### EXTRACT TO READ
···

Our schools are simply not a priority for this Republican majority. You need look no further then Stafford’s new 10-point Economic Development Plan where there is no mention of education.
In fairness, this hasn’t been a priority of any board for many years. Over the years, the Board of Supervisors have whittled away their local contribution to our schools. In the 10 years preceding 2006, based on past county budgets, 69 percent of county expenditures went towards our schools. In the recently approved budget, we are now down to around 54 percent.
Based on the latest data from the Virginia Department of Education, Stafford County now ranks 117 out of 132 districts in per pupil spending. The local per pupil spending in Stafford County was $4,050. This is 36 percent below the state average of $5,504. Based on the amount of local funds provided to the school system this year, local per pupil spending will equate to $3,766.08. This is 46 percent below the aforementioned state average.
For those of you thinking that we are spending too much locally on education, I’ve got some news for you. Based on the projected number of students in FY’10-11 (26,737) and the number of required instructional days each academic year (180), Stafford County is ONLY paying $21 per day (or $3 per hour – based on current 7hr High School day) to educate our children. This hardly seems like a huge local burden.

···

### DATA SUPPLIED
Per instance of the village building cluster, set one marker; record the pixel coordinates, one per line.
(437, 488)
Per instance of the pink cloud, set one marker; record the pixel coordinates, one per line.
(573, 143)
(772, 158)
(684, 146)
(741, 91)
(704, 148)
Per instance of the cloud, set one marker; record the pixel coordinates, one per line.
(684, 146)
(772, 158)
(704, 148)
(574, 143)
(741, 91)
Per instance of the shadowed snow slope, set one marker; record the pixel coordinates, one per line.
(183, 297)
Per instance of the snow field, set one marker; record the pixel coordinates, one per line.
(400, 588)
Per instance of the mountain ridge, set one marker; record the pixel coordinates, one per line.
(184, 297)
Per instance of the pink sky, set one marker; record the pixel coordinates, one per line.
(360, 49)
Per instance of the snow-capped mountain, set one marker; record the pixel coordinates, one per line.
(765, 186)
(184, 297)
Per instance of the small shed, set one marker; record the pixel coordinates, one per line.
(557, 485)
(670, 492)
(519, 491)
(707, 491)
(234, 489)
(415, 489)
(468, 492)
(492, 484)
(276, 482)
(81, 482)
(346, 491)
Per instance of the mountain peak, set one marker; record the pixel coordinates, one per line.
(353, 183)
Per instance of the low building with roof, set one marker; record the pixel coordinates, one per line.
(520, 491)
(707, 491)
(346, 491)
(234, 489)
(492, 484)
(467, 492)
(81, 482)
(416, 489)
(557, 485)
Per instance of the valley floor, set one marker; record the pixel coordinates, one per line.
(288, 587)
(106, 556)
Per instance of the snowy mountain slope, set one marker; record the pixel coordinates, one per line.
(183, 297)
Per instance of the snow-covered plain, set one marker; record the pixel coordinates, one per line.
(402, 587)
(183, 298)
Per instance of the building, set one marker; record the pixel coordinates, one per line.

···

### STUDY QUESTIONS
A: In the passage on Stafford County school funding, where does Stafford County rank among Virginia districts in per pupil spending?
B: Carry on the passage on Stafford County school funding from the point where it stops.

### SOLVED PROBLEMS
A: 117 out of 132 districts.

B:
Let’s put what Stafford County pays into better context. Last year, Stafford contributed $5,246,158 to the Rappahannock Regional Jail. They essentially share the costs to run the jail with the state, Fredericksburg, Spotsylvania and King George, based on the percentage of inmates they have currently in the jail. On average, the daily inmate count is somewhere around 950. Based on what we pay, let’s say for arguments sake that one-quarter of the inmates are from Stafford. That means we are paying approximately $60 per day to house our inmates. So are housing our inmates more important than educating our children? I say we ask Stafford County Supervisor Paul Milde (R-Aquia). After all, he is on the Rappahannock Regional Jail Authority and is a former inmate himself (sorry, I couldn’t resist).
This sustained underfunding of our schools is having an effect and will have a bigger effect in the years to come. Currently, 53 percent of our schools have failed to meet Annual Yearly Progress; we now have the third highest K-7 pupil/teacher ratio in the state; and 80 percent of our Standards of Learning scores are at or below our neighbors or the state average, according to the Chairman of the School Board’s Finance and Budget Advisory Committee. If you seriously think that things are going to get better, based on these very troubling educational measures, you’ve got another thing coming.
The problem is that the funding problems will be even worse next year; and, the funding cliff that was avoided in FY’11 will be even higher in FY’12. The Board of Supervisors will not be able to rely on federal stimulus funds to supplant what should be a greater contribution to our schools by the county. This is because these funds will expire in FY’11.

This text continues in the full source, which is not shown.